*** Opening of EXERCISE INPUTS ***
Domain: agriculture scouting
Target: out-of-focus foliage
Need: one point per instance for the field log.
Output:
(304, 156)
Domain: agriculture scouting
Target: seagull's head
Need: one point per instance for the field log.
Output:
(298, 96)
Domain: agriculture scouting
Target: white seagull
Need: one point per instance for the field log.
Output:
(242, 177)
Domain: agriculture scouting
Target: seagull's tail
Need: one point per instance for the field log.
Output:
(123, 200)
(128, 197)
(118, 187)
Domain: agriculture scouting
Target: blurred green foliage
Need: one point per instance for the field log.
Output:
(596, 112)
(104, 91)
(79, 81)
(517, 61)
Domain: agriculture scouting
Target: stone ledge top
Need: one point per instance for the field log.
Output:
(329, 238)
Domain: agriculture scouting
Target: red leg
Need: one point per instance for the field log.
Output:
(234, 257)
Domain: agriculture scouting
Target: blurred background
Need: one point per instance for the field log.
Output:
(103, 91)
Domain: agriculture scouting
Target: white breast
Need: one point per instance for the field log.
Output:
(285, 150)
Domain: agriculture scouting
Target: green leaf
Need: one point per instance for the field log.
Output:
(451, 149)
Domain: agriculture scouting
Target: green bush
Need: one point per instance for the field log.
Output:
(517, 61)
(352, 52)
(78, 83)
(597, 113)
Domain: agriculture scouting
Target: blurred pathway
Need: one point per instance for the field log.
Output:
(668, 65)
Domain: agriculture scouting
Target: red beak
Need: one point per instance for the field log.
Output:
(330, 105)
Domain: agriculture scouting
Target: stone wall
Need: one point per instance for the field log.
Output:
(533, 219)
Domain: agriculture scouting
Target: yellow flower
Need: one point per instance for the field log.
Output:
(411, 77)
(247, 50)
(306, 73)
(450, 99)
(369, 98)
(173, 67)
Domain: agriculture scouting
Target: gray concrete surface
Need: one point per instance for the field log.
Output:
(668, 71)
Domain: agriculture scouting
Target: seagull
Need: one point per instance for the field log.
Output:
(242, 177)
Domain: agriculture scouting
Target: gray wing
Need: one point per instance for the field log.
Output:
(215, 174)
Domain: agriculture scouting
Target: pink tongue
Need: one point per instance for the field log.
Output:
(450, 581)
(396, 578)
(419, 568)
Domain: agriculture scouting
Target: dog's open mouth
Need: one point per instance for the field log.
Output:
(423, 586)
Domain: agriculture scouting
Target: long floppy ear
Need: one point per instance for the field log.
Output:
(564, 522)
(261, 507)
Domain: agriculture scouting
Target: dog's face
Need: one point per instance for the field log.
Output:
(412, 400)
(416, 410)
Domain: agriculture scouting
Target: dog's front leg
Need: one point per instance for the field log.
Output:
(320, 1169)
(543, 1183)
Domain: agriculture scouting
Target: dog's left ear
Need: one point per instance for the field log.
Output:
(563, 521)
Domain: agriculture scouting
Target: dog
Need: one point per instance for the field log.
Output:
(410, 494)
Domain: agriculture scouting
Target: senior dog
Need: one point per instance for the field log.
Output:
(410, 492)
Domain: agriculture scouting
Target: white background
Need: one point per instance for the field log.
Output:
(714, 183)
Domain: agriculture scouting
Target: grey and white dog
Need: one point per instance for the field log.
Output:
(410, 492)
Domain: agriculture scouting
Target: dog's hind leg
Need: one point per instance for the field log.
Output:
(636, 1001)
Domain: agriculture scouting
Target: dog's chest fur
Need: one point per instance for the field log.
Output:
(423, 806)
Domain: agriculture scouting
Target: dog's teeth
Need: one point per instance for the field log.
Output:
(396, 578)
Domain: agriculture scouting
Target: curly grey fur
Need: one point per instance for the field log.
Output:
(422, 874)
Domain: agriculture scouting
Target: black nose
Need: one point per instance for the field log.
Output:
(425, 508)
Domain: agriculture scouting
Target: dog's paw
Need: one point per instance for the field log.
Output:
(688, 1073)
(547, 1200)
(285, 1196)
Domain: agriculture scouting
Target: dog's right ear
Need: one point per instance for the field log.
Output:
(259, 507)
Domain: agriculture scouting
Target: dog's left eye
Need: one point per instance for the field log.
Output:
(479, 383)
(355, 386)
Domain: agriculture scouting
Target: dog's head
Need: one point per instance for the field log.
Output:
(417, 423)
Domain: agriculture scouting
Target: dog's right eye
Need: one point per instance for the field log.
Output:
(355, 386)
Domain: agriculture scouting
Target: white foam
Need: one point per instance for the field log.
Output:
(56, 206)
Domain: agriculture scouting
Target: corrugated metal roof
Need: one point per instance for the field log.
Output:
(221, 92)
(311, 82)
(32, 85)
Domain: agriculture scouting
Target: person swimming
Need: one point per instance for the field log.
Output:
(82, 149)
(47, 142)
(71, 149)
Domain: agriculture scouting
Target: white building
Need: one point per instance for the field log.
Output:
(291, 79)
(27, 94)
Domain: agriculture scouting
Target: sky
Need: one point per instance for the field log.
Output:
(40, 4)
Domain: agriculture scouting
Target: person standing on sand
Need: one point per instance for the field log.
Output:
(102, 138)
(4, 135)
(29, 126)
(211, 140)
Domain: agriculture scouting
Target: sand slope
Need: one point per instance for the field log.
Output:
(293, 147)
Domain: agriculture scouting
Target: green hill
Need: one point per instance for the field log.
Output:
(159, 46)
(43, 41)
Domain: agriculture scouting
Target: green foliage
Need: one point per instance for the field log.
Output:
*** Close of EXERCISE INPUTS ***
> WHAT YOU SHOULD DO
Find the word "person" in the entries and show each line where it is found.

> SOLUTION TO THIS EXERCISE
Target: person swimming
Target: person standing on sand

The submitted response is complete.